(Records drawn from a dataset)
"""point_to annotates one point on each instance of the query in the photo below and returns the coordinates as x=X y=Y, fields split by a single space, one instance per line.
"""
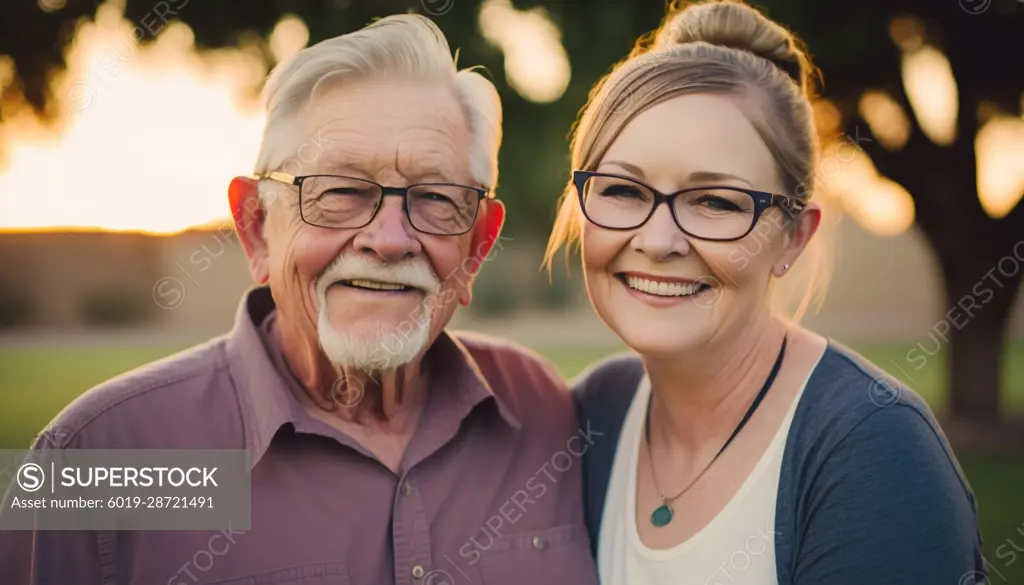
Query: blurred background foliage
x=910 y=86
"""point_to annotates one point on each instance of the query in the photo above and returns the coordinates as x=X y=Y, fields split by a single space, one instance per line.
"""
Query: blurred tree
x=858 y=45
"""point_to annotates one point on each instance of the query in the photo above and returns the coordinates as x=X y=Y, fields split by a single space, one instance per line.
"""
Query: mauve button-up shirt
x=489 y=490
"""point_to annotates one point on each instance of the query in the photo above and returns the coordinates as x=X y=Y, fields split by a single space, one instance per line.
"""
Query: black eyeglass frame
x=402 y=192
x=790 y=204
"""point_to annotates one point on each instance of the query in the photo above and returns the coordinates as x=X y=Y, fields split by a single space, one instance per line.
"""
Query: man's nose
x=389 y=236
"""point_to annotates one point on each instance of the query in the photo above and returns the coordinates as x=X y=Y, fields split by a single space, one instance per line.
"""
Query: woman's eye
x=622 y=191
x=717 y=203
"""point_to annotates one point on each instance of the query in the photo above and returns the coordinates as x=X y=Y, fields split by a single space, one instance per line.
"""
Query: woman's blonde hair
x=721 y=47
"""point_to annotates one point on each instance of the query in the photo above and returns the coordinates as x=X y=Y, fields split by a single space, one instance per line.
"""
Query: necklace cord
x=750 y=412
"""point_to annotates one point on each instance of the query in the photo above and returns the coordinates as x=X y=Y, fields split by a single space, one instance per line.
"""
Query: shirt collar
x=267 y=404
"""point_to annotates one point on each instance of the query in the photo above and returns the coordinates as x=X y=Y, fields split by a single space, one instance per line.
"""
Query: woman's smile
x=662 y=291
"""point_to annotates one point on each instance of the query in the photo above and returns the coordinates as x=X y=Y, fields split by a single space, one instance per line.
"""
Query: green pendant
x=662 y=515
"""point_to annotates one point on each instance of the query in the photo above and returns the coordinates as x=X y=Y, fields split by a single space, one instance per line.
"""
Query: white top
x=737 y=546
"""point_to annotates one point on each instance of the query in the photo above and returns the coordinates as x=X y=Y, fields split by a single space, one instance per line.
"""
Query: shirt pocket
x=557 y=555
x=312 y=574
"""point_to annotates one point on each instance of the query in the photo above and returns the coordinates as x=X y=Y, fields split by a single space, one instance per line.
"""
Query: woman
x=737 y=447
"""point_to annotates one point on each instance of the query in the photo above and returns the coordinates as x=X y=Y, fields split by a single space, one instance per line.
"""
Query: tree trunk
x=979 y=309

§ **AIM OF THE TASK**: Transcribe the entries above verbatim, excluding any image.

§ **COMPLETED TASK**:
"""point_to annotates one point on each instance of the query in the photo below and returns the coordinates as x=X y=Y, fields split by a single space, one instance per line.
"""
Query: blurred background foliage
x=910 y=86
"""point_to annotates one point on each instance of the query in the photo above and returns the coordinates as x=X y=Y, fields split by a single space, one instance per line.
"""
Query: blurred tree
x=858 y=45
"""point_to annotates one point on each instance of the query in the photo above and returns the coordinates as x=X y=Y, fields split by a single space, one instance per line.
"""
Query: mauve button-up shirt
x=489 y=490
"""point_to annotates one point on each instance of the query in the photo above and returns the coordinates as x=X y=Y, fields split by a single space, one instance per line.
"""
Query: black eyeglass frame
x=402 y=192
x=790 y=204
"""point_to annotates one point on each instance of the query in the photo above and returns the coordinates as x=X y=Y, fields split by a single space, one instance per line.
"""
Query: man's nose
x=389 y=236
"""point_to annotates one point on each instance of the query in the photo above and returns the coordinates as x=X y=Y, fields split by a single space, one instance per line.
"""
Query: woman's eye
x=622 y=191
x=717 y=203
"""point_to annotates one point on each instance of the query in the photo above and returns the coordinates as x=X y=Y, fields split by a single space, one instance per line.
"""
Query: woman's blonde hair
x=721 y=47
"""point_to annotates one point on each instance of the query in the photo above and returns the coordinates as x=X y=Y, fields split by a single space, one instance per line.
"""
Query: necklace cord
x=750 y=412
"""point_to annotates one point on each instance of the query in the photo above and returns the coordinates as x=X y=Y, fields split by a single space, one instance per line.
"""
Query: shirt collar
x=267 y=404
"""point_to annotates one point on each instance of the query in the photo above and returns the coordinates as x=X y=Y, fields split by a single space, one instance per line.
"""
Query: woman's smile
x=662 y=291
"""point_to annotates one point on each instance of the query in the photo above and returns the coordinates as x=X y=Y, fields split by a single space, one instance per line.
"""
Query: green pendant
x=662 y=515
"""point_to annotates one point on each instance of the query in the photo above and returns the coordinates as x=X y=Y, fields split by a single space, one instance per line.
"""
Query: white top
x=737 y=546
"""point_to annotates one point on each instance of the query in the photo above and returns the coordinates as x=X y=Y, fields split by a single space, one instance per line.
"""
Query: shirt pocket
x=557 y=555
x=312 y=574
"""point_to annotates one point on each instance of the query in the photo above and returns the coordinates as x=X y=Y, fields split by a single space, one instance per line.
"""
Query: woman
x=737 y=447
"""point_to annotates one point on each instance of the query in the photo above and returns the coordinates as x=X y=Y, fields split by a single space, one instance per line.
"""
Query: tree trunk
x=979 y=309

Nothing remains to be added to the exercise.